**DA SVOLGERE**
Per favore, riporta parola per parola il brano del testo sulla definizione di tortura che va da "Un definizione di" a "inumani o degradanti.".

Un definizione di atto di tortura è fornita dall'art. 1 della Convenzione ONU contro la tortura ed altre pene o trattamenti crudeli, inumani e degradanti. La portata di tale disposizione appare, tuttavia, limitata, in quanto richiede che l'autore dell'atto vietato agisca per un fine determinato, quale l'ottenimento di informazioni, la punizione per un determinato comportamento ovvero l'intimidazione. Inoltre, il testo convenzionale non prevede una definizione specifica e una distinzione tra le diverse categorie di pene o trattamenti crudeli, inumani o degradanti.
Appare, invero, di portata molto più ampia e di più agevole applicazione ai fini dell'ammissione alla protezione sussidiaria la definizione che ne viene fornita dalla giurisprudenza della Corte europea dei diritti dell'uomo, chiamata ad interpretare il disposto di cui all'art. 3 CEDU. Così è da considerarsi trattamento degradante l'atto che provoca nell'individuo un sentimento di paura e inferiorità per umiliarlo o avvilirlo, ovvero per vincerne la resistenza fisica o morale, mentre integra il più grave trattamento inumano l'atto che provoca forti sofferenze fisiche o morali che generano acuti problemi psichici. Infine, il trattamento inumano diviene tortura qualora sia caratterizzato da una offesa alla persona talmente intensa che causa gravi e crudeli sofferenze (Corte Edu, 18 gennaio 1978, ric. n. 5310/71, Ireland v. United Kingdom, § 167; Corte Edu, 28 luglio 1999, ric. n. 25803/94, Selmouni v. France, § 94-95; Corte Edu, 29 aprile 2002, ric. n. 2347/02, Pretty v. United Kingdom, § 52; Corte Edu, 06 aprile 2000, ric. n. 26772/95, Labita v. Italy, § 119). Tuttavia, la Corte europea, pur tentando uno sforzo definitorio degli atti vietati dall'art. 3 CEDU, afferma che la Convenzione è uno strumento vivente, la cui interpretazione non è fissa nel tempo, ma evolve con l'evolversi della società: pertanto ciò che distingue le diverse condotte non è la loro natura ovvero la loro preventiva classificazione, ma piuttosto la diversa gravità a cui assurgono. Perciò la soglia minima di gravità, al di sotto della quale non vi è violazione dell'art. 3 CEDU è il trattamento degradante, mentre la tortura ricomprende al suo interno l'atto inumano qualora questo sia caratterizzato da un quid pluris di gravità. La determinazione della soglia di gravità raggiunta da una condotta non può in ogni caso essere determinata in astratto poichè deve essere valutata con riferimento al caso concreto tenendo conto delle circostanze in cui la condotta è stata tenuta nonché delle condizioni particolari della vittima, quali il sesso, l'età o le condizioni psicofisiche.

**VOCI ELENCATE**

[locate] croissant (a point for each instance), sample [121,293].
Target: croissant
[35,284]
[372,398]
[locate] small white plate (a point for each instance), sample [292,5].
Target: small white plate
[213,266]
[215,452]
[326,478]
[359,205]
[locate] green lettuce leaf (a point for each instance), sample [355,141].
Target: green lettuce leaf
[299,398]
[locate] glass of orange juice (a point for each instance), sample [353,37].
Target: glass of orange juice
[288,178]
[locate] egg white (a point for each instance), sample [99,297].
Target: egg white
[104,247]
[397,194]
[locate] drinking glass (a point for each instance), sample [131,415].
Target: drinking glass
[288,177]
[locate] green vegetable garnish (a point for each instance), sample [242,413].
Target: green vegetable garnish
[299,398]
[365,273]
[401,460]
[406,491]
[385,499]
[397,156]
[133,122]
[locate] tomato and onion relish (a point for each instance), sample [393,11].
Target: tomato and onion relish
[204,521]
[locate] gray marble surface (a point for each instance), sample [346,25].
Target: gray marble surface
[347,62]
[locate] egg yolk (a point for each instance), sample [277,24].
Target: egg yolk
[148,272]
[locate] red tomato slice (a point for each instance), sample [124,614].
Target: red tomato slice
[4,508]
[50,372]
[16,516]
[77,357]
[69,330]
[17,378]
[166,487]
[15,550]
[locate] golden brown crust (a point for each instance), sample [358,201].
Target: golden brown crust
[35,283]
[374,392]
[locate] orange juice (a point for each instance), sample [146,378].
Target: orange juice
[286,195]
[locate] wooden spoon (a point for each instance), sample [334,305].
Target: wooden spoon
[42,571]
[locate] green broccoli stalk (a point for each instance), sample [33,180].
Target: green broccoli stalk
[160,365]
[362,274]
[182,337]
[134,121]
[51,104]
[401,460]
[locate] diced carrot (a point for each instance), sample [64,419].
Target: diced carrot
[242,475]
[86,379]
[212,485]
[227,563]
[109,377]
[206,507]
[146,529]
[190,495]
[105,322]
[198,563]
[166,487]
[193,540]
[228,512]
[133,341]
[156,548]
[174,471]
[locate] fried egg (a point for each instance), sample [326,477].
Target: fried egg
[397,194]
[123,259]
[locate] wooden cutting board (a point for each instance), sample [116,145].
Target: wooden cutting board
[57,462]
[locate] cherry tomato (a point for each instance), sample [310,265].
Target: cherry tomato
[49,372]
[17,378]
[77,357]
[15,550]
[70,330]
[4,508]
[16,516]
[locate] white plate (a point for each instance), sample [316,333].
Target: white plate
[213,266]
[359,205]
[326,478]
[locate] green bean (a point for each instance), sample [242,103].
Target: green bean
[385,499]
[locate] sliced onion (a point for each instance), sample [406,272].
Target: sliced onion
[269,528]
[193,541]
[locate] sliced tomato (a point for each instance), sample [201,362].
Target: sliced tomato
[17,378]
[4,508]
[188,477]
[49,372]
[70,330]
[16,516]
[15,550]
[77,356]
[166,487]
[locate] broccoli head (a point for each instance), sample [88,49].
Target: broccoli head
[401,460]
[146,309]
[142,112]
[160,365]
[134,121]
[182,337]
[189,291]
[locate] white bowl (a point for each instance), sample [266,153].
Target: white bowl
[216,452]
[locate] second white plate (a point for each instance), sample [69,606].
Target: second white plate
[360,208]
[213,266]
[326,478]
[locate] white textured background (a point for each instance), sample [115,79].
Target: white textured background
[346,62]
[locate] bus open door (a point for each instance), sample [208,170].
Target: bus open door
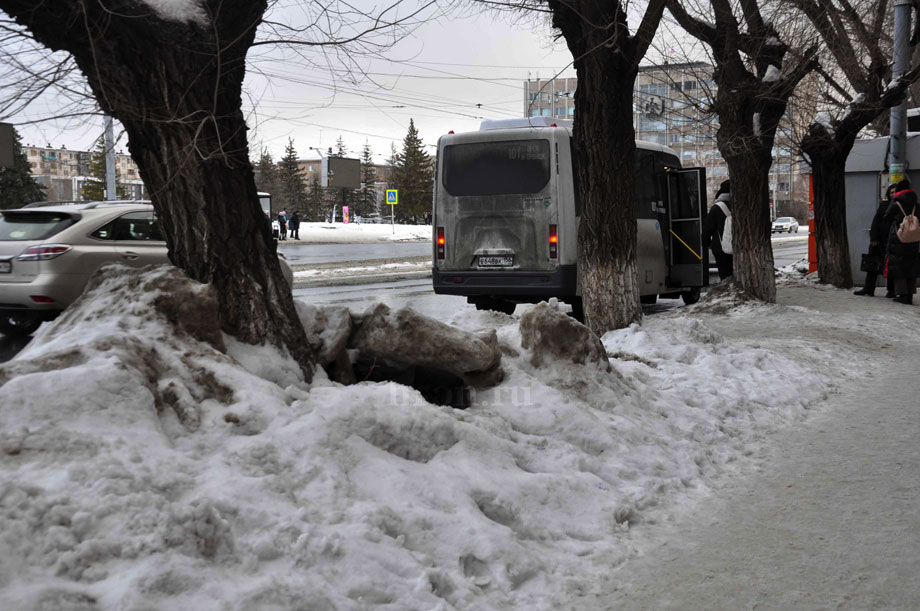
[688,261]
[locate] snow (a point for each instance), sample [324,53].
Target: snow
[179,10]
[361,233]
[772,74]
[150,464]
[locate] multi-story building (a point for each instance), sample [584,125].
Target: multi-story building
[669,108]
[64,172]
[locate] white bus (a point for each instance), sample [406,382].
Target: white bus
[506,214]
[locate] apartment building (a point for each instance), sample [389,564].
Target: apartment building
[64,172]
[669,103]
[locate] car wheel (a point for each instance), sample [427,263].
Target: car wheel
[690,297]
[18,325]
[498,305]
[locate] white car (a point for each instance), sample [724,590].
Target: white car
[49,252]
[785,224]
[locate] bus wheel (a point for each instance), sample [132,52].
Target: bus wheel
[497,305]
[690,297]
[578,310]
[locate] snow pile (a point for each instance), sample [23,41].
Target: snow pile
[272,494]
[179,10]
[360,233]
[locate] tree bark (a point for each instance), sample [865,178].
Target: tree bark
[176,87]
[828,155]
[748,154]
[604,156]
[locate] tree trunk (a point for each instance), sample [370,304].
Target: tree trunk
[748,156]
[604,156]
[752,251]
[828,155]
[607,235]
[176,88]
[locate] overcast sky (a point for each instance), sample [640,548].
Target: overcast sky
[437,76]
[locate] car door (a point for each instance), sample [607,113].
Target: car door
[137,239]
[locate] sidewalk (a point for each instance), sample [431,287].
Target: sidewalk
[827,517]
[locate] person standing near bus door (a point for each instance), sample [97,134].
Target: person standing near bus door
[878,242]
[282,225]
[714,228]
[903,257]
[294,224]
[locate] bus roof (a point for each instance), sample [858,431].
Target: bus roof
[524,122]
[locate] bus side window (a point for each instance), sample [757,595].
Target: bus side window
[646,186]
[575,179]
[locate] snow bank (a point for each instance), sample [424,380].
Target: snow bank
[279,495]
[360,233]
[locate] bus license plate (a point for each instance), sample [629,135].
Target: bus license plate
[496,261]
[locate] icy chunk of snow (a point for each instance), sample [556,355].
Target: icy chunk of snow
[179,10]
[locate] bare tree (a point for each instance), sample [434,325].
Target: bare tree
[606,60]
[756,73]
[858,90]
[172,74]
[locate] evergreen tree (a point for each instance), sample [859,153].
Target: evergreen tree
[368,196]
[413,176]
[17,187]
[93,190]
[291,188]
[267,174]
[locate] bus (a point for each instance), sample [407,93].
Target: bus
[506,214]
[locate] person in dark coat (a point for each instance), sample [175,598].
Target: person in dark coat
[878,246]
[282,225]
[903,258]
[294,226]
[713,227]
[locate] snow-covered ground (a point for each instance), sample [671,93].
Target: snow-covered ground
[142,468]
[359,233]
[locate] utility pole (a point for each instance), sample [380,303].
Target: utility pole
[110,192]
[896,151]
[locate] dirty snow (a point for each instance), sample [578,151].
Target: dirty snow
[361,233]
[143,467]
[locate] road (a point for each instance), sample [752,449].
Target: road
[417,294]
[358,292]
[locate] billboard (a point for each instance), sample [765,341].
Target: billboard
[6,145]
[341,172]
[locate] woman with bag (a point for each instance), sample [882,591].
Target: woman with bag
[878,243]
[903,256]
[714,230]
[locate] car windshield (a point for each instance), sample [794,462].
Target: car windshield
[31,226]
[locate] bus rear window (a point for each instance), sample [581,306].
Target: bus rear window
[33,225]
[496,168]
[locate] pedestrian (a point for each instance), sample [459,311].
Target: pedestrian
[903,257]
[294,226]
[878,245]
[282,225]
[714,230]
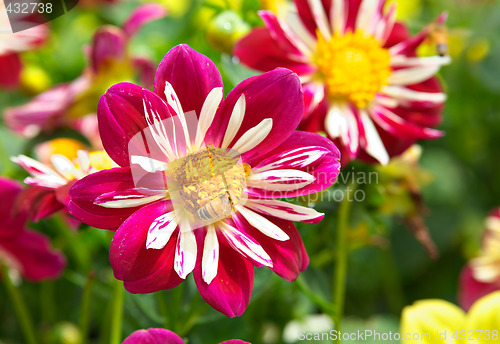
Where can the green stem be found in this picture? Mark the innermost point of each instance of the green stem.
(342, 251)
(19, 307)
(86, 307)
(117, 313)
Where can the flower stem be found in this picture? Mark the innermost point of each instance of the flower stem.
(86, 307)
(117, 313)
(19, 307)
(342, 251)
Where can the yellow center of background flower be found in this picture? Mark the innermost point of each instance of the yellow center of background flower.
(354, 67)
(207, 183)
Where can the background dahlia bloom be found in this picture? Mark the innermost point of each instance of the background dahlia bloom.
(481, 322)
(12, 44)
(26, 253)
(481, 275)
(152, 248)
(48, 190)
(363, 82)
(162, 336)
(71, 103)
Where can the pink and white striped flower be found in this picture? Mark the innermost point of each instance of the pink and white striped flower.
(71, 103)
(153, 248)
(364, 84)
(48, 190)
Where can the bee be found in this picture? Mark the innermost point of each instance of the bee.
(438, 35)
(220, 207)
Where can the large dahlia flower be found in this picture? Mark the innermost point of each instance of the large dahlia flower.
(156, 246)
(364, 84)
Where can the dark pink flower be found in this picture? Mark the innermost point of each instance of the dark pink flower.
(109, 62)
(12, 44)
(481, 275)
(363, 82)
(26, 253)
(154, 246)
(48, 190)
(162, 336)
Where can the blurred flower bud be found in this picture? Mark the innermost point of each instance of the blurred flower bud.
(34, 79)
(62, 146)
(225, 29)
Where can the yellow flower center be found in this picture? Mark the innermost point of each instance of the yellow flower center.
(207, 184)
(354, 67)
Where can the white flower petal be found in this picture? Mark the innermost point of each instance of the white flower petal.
(262, 224)
(185, 251)
(338, 15)
(207, 114)
(283, 210)
(246, 245)
(366, 14)
(235, 121)
(253, 136)
(175, 103)
(372, 142)
(161, 230)
(210, 260)
(320, 18)
(414, 75)
(406, 94)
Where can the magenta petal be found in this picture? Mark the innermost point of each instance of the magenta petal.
(85, 191)
(109, 45)
(141, 16)
(10, 70)
(289, 257)
(401, 128)
(145, 70)
(39, 202)
(153, 336)
(143, 270)
(191, 74)
(276, 95)
(121, 116)
(471, 290)
(32, 251)
(11, 219)
(325, 169)
(230, 290)
(260, 51)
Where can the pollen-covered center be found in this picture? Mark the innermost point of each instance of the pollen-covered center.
(207, 184)
(353, 66)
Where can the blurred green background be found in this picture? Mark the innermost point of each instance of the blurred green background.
(384, 275)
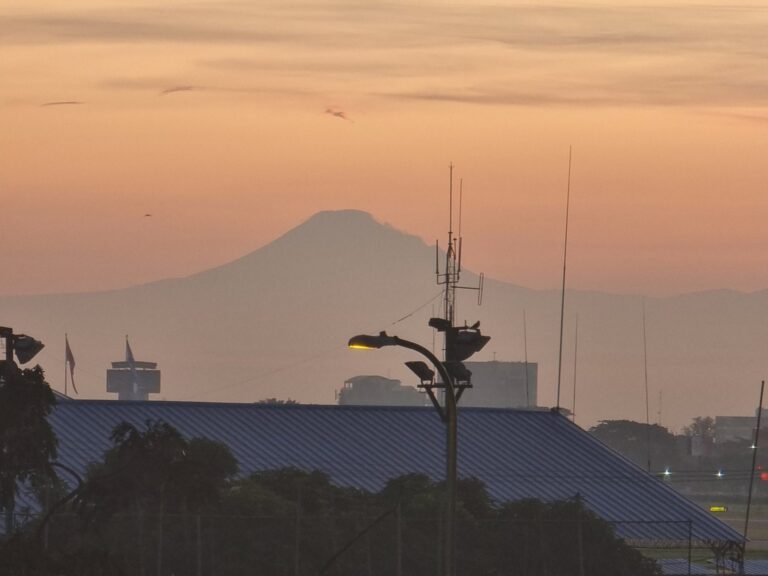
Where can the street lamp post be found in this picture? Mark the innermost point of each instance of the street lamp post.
(449, 416)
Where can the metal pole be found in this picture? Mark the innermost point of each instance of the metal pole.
(451, 458)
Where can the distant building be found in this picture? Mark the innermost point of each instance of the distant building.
(378, 391)
(494, 385)
(135, 382)
(502, 385)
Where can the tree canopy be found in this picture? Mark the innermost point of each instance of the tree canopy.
(27, 441)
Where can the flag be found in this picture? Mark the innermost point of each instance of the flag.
(132, 366)
(70, 360)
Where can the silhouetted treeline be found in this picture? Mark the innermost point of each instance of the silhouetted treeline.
(159, 504)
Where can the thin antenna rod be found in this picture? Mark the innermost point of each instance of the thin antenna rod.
(647, 408)
(66, 378)
(562, 300)
(461, 196)
(575, 357)
(525, 348)
(754, 462)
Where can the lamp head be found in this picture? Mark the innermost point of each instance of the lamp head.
(26, 347)
(368, 342)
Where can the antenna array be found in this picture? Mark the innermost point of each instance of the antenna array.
(451, 273)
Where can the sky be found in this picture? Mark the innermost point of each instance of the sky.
(143, 140)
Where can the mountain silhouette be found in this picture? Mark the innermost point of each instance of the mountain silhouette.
(275, 322)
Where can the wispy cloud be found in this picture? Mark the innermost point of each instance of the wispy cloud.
(62, 103)
(175, 89)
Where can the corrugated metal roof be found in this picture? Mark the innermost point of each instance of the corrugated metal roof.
(516, 453)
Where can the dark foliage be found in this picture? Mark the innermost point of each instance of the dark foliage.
(27, 441)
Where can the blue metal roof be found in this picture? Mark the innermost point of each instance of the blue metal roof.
(516, 453)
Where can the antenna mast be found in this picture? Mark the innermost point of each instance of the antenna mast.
(452, 271)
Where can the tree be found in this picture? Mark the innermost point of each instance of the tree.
(27, 441)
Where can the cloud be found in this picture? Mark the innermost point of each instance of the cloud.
(174, 89)
(663, 54)
(338, 114)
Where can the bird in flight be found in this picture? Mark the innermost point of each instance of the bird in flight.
(338, 114)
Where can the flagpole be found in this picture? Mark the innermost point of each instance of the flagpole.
(66, 379)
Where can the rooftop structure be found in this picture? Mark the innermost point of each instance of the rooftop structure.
(378, 391)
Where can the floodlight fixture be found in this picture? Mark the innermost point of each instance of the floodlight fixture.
(24, 347)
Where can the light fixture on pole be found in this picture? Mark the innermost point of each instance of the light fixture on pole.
(461, 343)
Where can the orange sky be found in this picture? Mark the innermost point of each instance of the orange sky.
(211, 116)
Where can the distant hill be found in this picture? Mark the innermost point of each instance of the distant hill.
(274, 324)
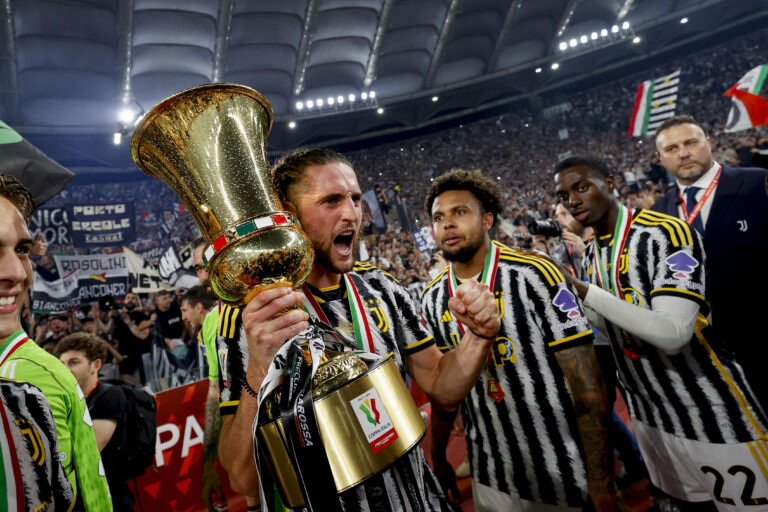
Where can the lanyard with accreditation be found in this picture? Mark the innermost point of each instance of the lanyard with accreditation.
(700, 204)
(487, 277)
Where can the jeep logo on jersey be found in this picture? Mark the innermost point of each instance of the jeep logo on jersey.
(681, 263)
(566, 302)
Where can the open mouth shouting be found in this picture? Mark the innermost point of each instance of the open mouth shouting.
(581, 215)
(7, 304)
(343, 243)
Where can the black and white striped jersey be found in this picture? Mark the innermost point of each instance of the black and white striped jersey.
(528, 443)
(33, 477)
(396, 328)
(699, 393)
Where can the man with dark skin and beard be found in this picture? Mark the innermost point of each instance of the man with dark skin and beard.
(320, 188)
(700, 430)
(536, 420)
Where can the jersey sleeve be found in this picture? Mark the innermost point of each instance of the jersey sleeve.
(232, 358)
(91, 478)
(209, 333)
(29, 446)
(679, 267)
(79, 454)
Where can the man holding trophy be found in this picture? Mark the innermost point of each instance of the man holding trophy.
(357, 321)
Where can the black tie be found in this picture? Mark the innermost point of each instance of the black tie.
(690, 203)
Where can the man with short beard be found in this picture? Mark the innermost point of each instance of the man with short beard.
(536, 420)
(320, 187)
(699, 428)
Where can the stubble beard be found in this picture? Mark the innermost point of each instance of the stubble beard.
(464, 254)
(323, 256)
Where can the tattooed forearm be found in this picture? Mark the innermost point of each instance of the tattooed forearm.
(581, 369)
(212, 428)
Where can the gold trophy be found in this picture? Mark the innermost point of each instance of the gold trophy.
(208, 144)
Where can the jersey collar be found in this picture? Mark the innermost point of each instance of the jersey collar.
(13, 342)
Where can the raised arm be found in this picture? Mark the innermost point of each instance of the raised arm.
(265, 333)
(448, 378)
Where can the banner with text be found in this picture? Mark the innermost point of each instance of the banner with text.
(145, 276)
(56, 296)
(174, 479)
(95, 225)
(98, 275)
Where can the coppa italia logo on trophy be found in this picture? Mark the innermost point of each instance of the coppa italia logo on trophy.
(374, 420)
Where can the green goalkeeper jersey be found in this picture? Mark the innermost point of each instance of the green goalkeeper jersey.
(21, 359)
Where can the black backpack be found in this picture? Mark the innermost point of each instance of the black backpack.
(139, 433)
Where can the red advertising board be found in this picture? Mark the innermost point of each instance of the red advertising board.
(174, 481)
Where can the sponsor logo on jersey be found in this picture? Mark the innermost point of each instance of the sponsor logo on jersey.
(681, 263)
(566, 302)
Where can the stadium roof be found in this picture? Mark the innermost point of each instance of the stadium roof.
(69, 67)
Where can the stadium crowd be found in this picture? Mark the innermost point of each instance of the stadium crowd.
(518, 149)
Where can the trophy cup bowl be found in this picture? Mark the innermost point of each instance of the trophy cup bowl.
(208, 144)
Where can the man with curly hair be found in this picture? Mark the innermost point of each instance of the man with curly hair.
(536, 418)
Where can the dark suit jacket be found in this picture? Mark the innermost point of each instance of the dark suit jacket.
(736, 246)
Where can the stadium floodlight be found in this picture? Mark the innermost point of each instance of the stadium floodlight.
(126, 116)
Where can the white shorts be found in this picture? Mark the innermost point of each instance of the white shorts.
(488, 499)
(733, 476)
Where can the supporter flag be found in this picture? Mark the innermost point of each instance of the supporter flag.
(42, 176)
(144, 274)
(748, 108)
(655, 101)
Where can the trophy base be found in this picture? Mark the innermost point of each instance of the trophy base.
(264, 287)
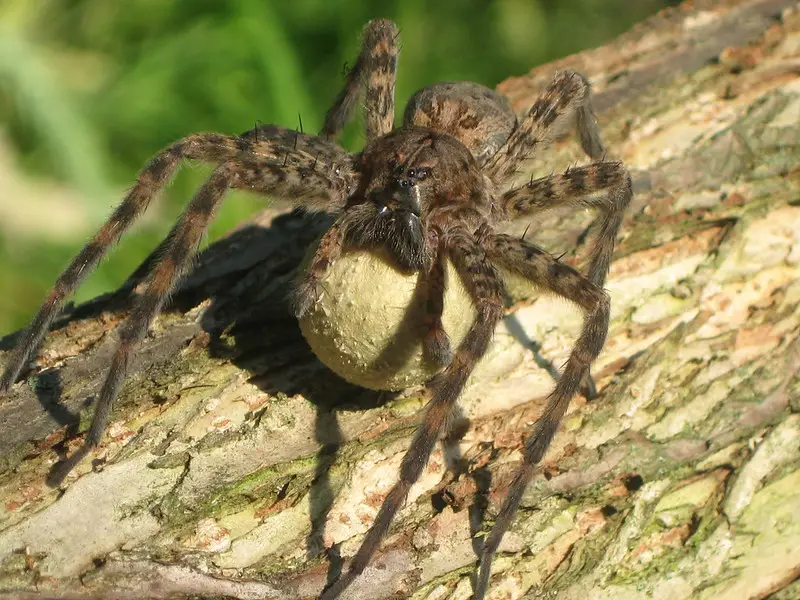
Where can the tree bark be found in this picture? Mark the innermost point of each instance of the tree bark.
(235, 459)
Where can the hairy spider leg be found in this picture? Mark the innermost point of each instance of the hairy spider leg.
(485, 287)
(546, 271)
(603, 186)
(565, 99)
(375, 72)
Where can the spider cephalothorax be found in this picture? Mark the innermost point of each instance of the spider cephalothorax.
(427, 195)
(414, 179)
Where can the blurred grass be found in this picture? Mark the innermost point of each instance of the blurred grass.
(91, 89)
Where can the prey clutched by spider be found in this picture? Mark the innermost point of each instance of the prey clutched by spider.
(416, 213)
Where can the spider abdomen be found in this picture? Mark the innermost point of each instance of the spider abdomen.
(477, 116)
(369, 322)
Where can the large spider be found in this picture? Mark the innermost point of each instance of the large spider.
(426, 192)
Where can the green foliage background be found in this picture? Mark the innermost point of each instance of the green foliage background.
(91, 89)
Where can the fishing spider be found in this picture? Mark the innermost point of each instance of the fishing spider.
(428, 191)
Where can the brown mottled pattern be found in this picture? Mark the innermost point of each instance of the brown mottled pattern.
(374, 70)
(426, 192)
(547, 272)
(566, 98)
(478, 117)
(436, 341)
(604, 186)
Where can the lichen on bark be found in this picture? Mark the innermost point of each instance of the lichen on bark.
(235, 459)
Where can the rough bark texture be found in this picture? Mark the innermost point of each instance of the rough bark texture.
(235, 458)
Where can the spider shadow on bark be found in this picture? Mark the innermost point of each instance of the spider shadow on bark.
(246, 279)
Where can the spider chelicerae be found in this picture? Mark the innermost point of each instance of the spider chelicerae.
(427, 192)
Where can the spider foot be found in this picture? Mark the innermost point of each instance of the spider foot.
(588, 386)
(437, 346)
(306, 294)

**RISPOSTA SCRITTA**
Un definizione di atto di tortura è fornita dall'art. 1 della Convenzione ONU contro la tortura ed altre pene o trattamenti crudeli, inumani e degradanti. La portata di tale disposizione appare, tuttavia, limitata, in quanto richiede che l'autore dell'atto vietato agisca per un fine determinato, quale l'ottenimento di informazioni, la punizione per un determinato comportamento ovvero l'intimidazione. Inoltre, il testo convenzionale non prevede una definizione specifica e una distinzione tra le diverse categorie di pene o trattamenti crudeli, inumani o degradanti.